- Page text:
☆ ☆ ☆ ☆

No nuclear agreement has more onerous EIF provisions than the CTBT, which attests to the reluctance of the P-5 to accept what President Bill Clinton called "the longest-sought, hardest-fought prize in arms control history." By comparison, the Chemical Weapons Convention required the deposit of 65 instruments of ratification, and the NPT simply required the deposit of instruments of ratification by the United Kingdom, United States, and USSR, along with 40 other countries. Securing comparable EIF procedures for the CTBT and avoiding the treaty's extended limbo would have required Clinton's strenuous, early, and sustained efforts. Instead, Clinton put off consideration of EIF provisions until the very end of negotiations, when he succeeded in convincing British Prime Minister John Major to be more flexible. Then, instead of making other phone calls, Clinton quickly threw in the towel. The hour was late, and the time had come, in the view of the president and his advisers, to orchestrate a treaty signing ceremony at the United Nations.
The P-5 signed the CTBT on September 24, 1996, thereby incurring the obligation under international law not to undercut the treaty's objectives and purposes pending its entry into force or until renunciation of their treaty commitments. Two of the five, China and the United States, have yet to deposit their instruments of ratification. The Senate refused to consent to ratification in 1999-a sad tale recounted below-and China's legislature continues to consider this matter at a snail-like pace.
Even if Washington and Beijing were to join the 144 other capitals that have ratified the CTBT, other prominent holdouts may not follow suit. Despite the international community's best efforts, India and Pakistan refused to sign the treaty after testing nuclear devices. This reluctance either reflects lingering domestic constraints against doing so, the intention to test again after a suitable interval, or both. Other holdouts, which include Egypt, Iran, and Israel, as well as North Korea, which broke a global moratorium on nuclear testing that had lasted for eight and a half years after the Indian and Pakistani tests, may be expected to seek inducements and conditions that the EIF procedures invite. Rarely in the history of nuclear negotiations has a provision ostensibly designed to rope in stragglers given them so much bargaining leverage or mischief-making potential.
The CTBT and the Indian and Pakistani Tests
Many Indian supporters of the CTBT argued that it would help reduce the shadow cast by nuclear weapons over international politics, thereby advancing India's long-standing goal of nuclear abolition. This and other arguments fell on deaf ears. India's test of a nuclear device in 1974 was more of a physics experiment than a workable bomb design, and India's nuclear enclave was chafing at the bit. If ever there was a juncture to break free of New Delhi's decades-long ambivalence regarding nuclear weapons, it was, paradoxically, at a time of progress to prevent proliferation and to end nuclear testing permanently. The timing of India's decision to test depended on the election of a coalition government led by a party with enough nerve to break out of this box. That government took office in March 1998, led by the Bharatiya Janata Party's (BJP) two most senior politicians, Prime Minister Atal Bihari Vajpayee and Deputy Prime Minister L.K. Advani. When India finally decided to test, it was almost a foregone conclusion that Pakistan would follow suit.

☆ ☆ ☆ ☆

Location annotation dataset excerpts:
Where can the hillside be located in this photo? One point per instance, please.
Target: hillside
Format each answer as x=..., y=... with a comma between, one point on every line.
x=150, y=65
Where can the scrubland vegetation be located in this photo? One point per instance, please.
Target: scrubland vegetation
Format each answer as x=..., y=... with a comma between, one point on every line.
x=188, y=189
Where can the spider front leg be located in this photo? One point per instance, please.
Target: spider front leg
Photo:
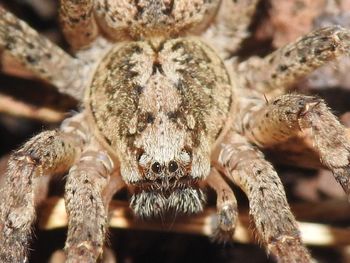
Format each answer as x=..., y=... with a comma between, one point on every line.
x=48, y=153
x=289, y=115
x=86, y=207
x=245, y=166
x=39, y=55
x=279, y=70
x=226, y=205
x=78, y=22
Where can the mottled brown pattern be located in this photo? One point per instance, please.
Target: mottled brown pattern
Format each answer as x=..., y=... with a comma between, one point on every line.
x=167, y=112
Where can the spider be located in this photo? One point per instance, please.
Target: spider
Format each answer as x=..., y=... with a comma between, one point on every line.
x=166, y=111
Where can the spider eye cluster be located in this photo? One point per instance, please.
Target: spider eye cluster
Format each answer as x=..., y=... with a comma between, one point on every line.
x=158, y=168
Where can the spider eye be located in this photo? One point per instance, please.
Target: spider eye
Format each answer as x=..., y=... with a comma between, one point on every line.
x=173, y=166
x=156, y=167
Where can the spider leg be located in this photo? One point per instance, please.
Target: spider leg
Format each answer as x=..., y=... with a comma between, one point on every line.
x=291, y=115
x=78, y=22
x=85, y=204
x=228, y=31
x=226, y=205
x=274, y=73
x=47, y=153
x=39, y=55
x=276, y=226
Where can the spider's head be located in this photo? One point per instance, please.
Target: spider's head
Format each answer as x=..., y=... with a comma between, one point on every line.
x=167, y=167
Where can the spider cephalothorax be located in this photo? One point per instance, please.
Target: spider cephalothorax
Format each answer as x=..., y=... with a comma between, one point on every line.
x=159, y=106
x=166, y=113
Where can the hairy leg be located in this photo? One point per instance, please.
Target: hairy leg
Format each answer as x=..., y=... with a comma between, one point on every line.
x=292, y=115
x=45, y=154
x=274, y=73
x=226, y=205
x=228, y=31
x=87, y=212
x=39, y=55
x=78, y=22
x=245, y=166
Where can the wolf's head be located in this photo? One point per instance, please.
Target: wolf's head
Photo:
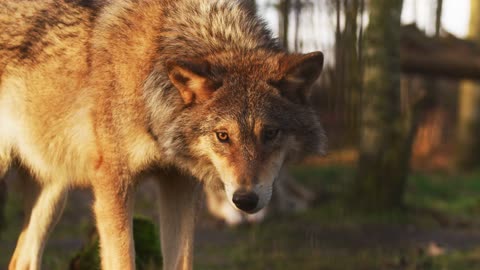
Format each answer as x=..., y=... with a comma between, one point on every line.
x=243, y=116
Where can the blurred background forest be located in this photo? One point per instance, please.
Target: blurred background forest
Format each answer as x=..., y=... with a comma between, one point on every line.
x=400, y=186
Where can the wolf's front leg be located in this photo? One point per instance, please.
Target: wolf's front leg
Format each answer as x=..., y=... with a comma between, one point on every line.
x=44, y=205
x=179, y=196
x=113, y=212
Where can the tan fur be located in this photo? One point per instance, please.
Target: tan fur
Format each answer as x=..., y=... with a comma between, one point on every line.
x=89, y=97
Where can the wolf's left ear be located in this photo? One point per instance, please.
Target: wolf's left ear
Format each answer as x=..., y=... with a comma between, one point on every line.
x=193, y=79
x=299, y=72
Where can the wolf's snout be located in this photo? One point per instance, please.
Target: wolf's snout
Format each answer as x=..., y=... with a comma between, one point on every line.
x=245, y=201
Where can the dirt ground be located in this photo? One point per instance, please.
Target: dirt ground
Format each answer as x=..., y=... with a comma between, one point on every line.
x=323, y=237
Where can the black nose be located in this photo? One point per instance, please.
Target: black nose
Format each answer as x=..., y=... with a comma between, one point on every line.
x=246, y=201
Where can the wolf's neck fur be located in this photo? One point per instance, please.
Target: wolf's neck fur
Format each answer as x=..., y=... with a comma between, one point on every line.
x=195, y=28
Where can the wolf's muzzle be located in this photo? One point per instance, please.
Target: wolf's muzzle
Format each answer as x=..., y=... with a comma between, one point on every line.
x=245, y=201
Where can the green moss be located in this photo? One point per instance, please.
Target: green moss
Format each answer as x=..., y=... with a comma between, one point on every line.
x=147, y=248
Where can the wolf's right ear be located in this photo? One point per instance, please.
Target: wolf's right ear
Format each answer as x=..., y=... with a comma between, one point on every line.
x=192, y=79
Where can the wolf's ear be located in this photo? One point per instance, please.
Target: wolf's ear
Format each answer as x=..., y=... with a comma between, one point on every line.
x=299, y=72
x=193, y=79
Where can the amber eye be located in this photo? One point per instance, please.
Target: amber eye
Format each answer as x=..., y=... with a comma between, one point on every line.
x=222, y=136
x=270, y=134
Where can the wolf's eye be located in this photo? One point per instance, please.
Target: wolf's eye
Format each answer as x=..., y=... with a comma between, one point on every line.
x=270, y=134
x=222, y=136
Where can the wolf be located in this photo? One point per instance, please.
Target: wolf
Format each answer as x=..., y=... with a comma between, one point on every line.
x=99, y=94
x=288, y=196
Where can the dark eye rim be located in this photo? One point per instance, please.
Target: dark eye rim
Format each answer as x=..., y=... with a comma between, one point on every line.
x=222, y=136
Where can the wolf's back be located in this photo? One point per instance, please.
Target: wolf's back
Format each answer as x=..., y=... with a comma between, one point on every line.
x=32, y=31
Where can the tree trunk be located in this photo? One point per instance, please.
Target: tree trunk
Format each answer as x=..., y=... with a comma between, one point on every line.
x=468, y=137
x=284, y=8
x=352, y=68
x=385, y=136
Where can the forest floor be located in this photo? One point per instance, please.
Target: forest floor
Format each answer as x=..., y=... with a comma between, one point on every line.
x=438, y=229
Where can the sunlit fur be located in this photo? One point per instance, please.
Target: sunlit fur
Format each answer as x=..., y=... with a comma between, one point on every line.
x=96, y=93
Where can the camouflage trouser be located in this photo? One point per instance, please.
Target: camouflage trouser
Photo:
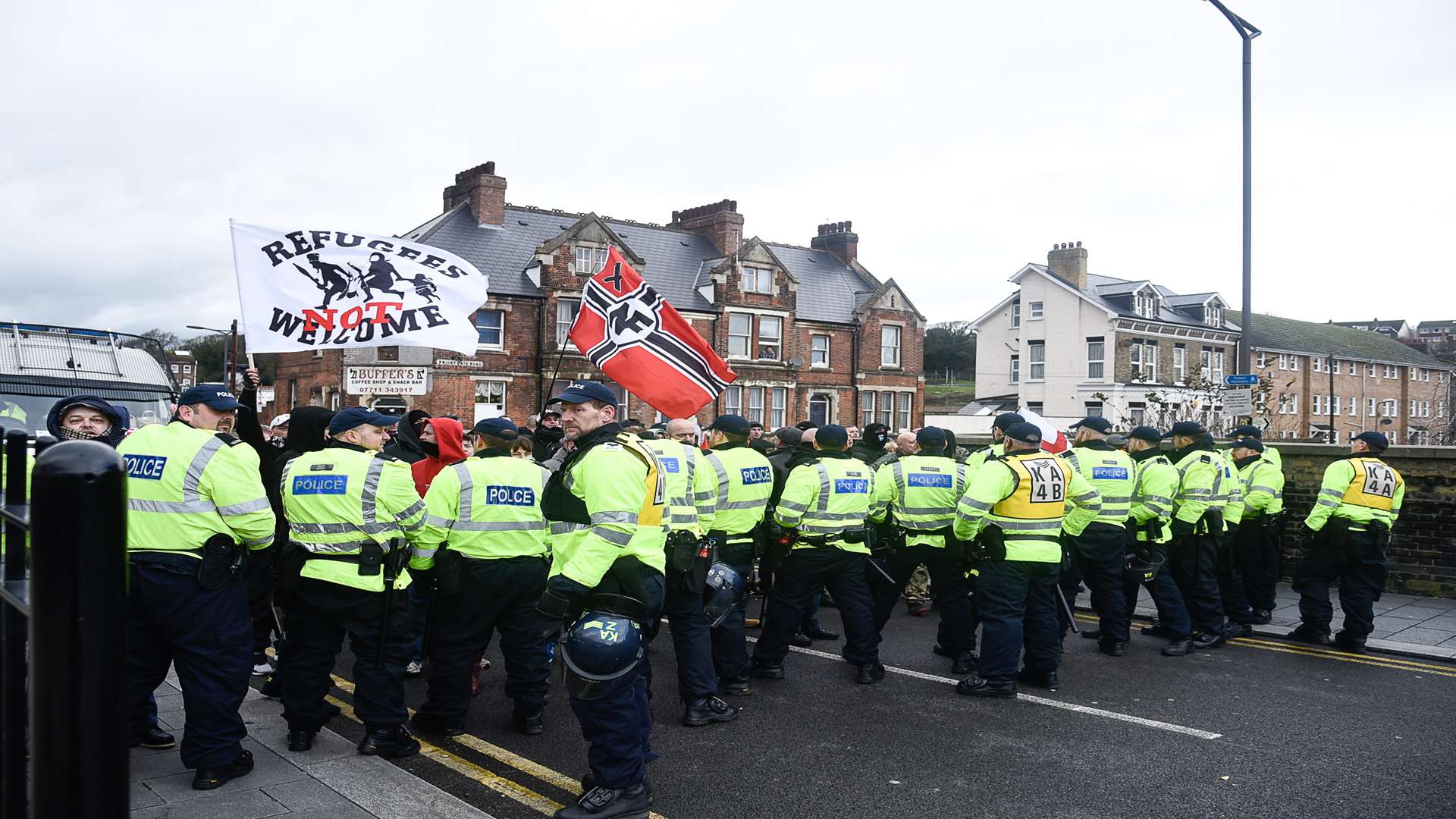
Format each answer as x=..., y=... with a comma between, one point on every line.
x=918, y=591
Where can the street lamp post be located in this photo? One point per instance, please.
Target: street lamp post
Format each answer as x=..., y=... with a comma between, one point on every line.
x=1247, y=34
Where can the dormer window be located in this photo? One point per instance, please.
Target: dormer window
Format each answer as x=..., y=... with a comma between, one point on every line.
x=1145, y=303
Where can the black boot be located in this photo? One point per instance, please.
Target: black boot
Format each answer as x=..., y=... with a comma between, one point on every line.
x=766, y=670
x=209, y=779
x=300, y=739
x=1207, y=640
x=1310, y=634
x=982, y=687
x=965, y=664
x=389, y=742
x=1040, y=679
x=1178, y=648
x=870, y=673
x=606, y=803
x=708, y=710
x=153, y=738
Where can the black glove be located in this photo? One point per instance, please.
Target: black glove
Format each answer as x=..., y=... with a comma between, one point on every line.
x=558, y=602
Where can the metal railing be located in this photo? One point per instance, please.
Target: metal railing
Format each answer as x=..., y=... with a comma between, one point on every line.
x=64, y=723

☆ ☆ ☆ ☆

- Exercise A:
Name every person mentioned in the test ban treaty text.
- Exercise B:
Using the test ban treaty text, answer these:
(i) On what date did the P-5 sign the CTBT?
(ii) How many instruments of ratification did the Chemical Weapons Convention require?
(iii) In what month and year did the coalition government led by the BJP take office?
- Exercise C:
Carry on the test ban treaty text from its final sentence.

- Reply A:
Bill Clinton, John Major, Atal Bihari Vajpayee, L.K. Advani

- Reply B:
(i) September 24, 1996
(ii) 65
(iii) March 1998

- Reply C:
Predictably, instead of tying New Delhi's hands, the EIF clause became a source of indignation across the domestic political spectrum, a powerful consensus-builder to reject any constraints on India's nuclear options sought by outside powers. As anticipated, the Pakistani government welcomed the disapprobation placed on India for withdrawing support for the CTBT and waited in the shadows for New Delhi's eventual decision to accept even more heat by testing nuclear devices. When New Delhi obliged on May 11 and 13, no inducements or penalties the United States and other capitals could identify were powerful enough to prevent Pakistan from following suit. Just to make sure that Pakistan would reject U.S. offers and to prevent India from being singled out for international pressure, Advani issued a thinly veiled public threat to the effect that now that New Delhi possessed the bomb, its neighbor should watch its step in Kashmir. Pakistan tested its nuclear devices on May 28. The exact number of tests conducted on the subcontinent in May 1998 remains in doubt because several devices were tested simultaneously and because Pakistan may have inflated its number of tests for political reasons.
After the Tests
Immediately after New Delhi inaugurated this round of testing, the Clinton administration made an intense effort to threaten international isolation unless the governments of India and Pakistan signed the CTBT and took other steps to reduce nuclear dangers. The point man for the Clinton administration was Deputy Secretary of State Strobe Talbott. His opposite number was Jaswant Singh, a confidant of Vajpayee who was later appointed external affairs minister in December 1998. Talbott quickly came to the conclusion that little would result from his dialogue with Pakistan unless he could first gain traction in India.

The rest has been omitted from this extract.